─── Excerpted passage ───
# Good Reasons for wheels on your workbenches?



## Colosnoball (Oct 16, 2021)

Some examples:















Modified for table saw height used in front or back for big panels or long rips.









Against the wall for most operations.









In the middle of the room for large panel finishing.
I have fixed benches, but I find my three roll arounds in use for most every project.
How many of you also use roll around benches?


----------



## Streamwinner (Nov 25, 2008)

I have one that mostly stays behind the table saw for outfeed, but rolls around as an auxiliary workspace. I used locking casters. Did you also, or are the benches heavy enough to not move?


----------



## dbnewton (Feb 10, 2019)

My bench is permanently secured to the wall. But my planer and joiner are on one cart (w/locking casters) and my belt/disk sander and spindle sander are on another cart. Power cords for carts are overhead so wheels don't run into cords. 

I prefer the bench secure because it has two vice that sometimes see a lot of force.


----------



## Tony B (Jul 30, 2008)

Just about everything in my shop is on wheels. Mostly retractable wheels. Almost everything is also about 1/8" lower than my table saw - for obvious reasons. The only work table/bench that is not on wheels houses my drill press and chop saw. The table that is utilized/mobilized the most is my table saw outfeed table/assembly table. My shop is 12x35.
─── Information supplied ───
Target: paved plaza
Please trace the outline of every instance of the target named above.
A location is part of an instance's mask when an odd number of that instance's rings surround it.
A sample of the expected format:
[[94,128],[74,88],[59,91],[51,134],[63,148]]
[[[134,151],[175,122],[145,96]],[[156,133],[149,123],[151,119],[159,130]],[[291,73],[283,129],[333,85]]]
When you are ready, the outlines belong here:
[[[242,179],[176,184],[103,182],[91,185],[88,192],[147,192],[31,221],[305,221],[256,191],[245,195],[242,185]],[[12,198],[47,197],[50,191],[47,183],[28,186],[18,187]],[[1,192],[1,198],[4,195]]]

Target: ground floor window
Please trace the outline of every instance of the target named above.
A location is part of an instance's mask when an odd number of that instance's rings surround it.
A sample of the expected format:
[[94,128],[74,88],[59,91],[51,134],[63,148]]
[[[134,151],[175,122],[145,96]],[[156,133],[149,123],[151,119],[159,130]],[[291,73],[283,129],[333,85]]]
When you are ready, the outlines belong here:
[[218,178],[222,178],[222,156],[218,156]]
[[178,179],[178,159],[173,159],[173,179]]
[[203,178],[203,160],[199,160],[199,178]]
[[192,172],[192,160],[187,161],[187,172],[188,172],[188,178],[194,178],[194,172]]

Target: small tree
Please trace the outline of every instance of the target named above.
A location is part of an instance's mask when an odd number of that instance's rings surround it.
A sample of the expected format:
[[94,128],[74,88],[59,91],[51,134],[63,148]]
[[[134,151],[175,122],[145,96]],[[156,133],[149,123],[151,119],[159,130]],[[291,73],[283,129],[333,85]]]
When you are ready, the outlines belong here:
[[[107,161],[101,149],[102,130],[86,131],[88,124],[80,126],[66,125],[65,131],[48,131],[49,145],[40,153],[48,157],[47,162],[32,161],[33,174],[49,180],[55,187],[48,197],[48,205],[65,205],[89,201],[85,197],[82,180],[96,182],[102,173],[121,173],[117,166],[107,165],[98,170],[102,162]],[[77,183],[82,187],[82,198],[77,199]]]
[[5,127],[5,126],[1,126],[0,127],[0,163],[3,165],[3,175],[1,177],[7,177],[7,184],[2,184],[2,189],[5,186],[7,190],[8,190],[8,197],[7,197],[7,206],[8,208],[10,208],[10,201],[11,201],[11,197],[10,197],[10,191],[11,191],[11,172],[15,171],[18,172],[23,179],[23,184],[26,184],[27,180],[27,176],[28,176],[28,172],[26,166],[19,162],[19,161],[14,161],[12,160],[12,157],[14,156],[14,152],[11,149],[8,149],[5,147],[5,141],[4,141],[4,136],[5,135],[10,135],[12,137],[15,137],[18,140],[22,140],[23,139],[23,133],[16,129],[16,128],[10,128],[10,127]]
───
**Requests**
1 > Decide whether each statement below agrees with the workbench thread. Answer yes or no and quote the words of the thread that settle it.
(a) dbnewton's bench is fixed to the wall.
(b) Tony B keeps his drill press and chop saw on a wheeled table.
(c) Streamwinner fitted a bench with locking casters.
2 > Reproduce the workbench thread from "My bench is" up to and including "run into cords.".
3 > Carry on the workbench thread, picking up after its final sentence.

**Answers by task**
1 >
(a) Yes: "My bench is permanently secured to the wall."
(b) No: "The only work table/bench that is not on wheels houses my drill press and chop saw."
(c) Yes: "I used locking casters."

2 >
My bench is permanently secured to the wall. But my planer and joiner are on one cart (w/locking casters) and my belt/disk sander and spindle sander are on another cart. Power cords for carts are overhead so wheels don't run into cords.

3 >
----------



## Woodworking Wolf (Sep 17, 2021)

Not exactly on the topic of wheels - what shape would you prefer for your shop. Tony B said his is 12x35. That's 420 square feet. 20x20 would be about the same square footage. Which shape would you find more functional? Why?


----------



## Tony B (Jul 30, 2008)

@Woodworking Wolf
Let me start off by saying that I rent this place. It is a self storage location.
I have had both squarish and long and narrow. When talking 6000 square feet, it really didn't matter much. But when talking 420 square feet, to me it makes a tremendous difference. Length is very important to me because of my work habits.
I unload plywood from my van/truck laying flat and slide it onto my table saw. Slide it off my table saw and onto my outfeed/assembly table. Roll my assembly table to the rear of the shop where I have my vertical storage. Slide my plywood off the rolling table and onto the step of my vertical storage rack. Raise the end of the ply (still resting on the table) and lay it flat against my vertical storage rage rack which is slightly angled backward toward the wall.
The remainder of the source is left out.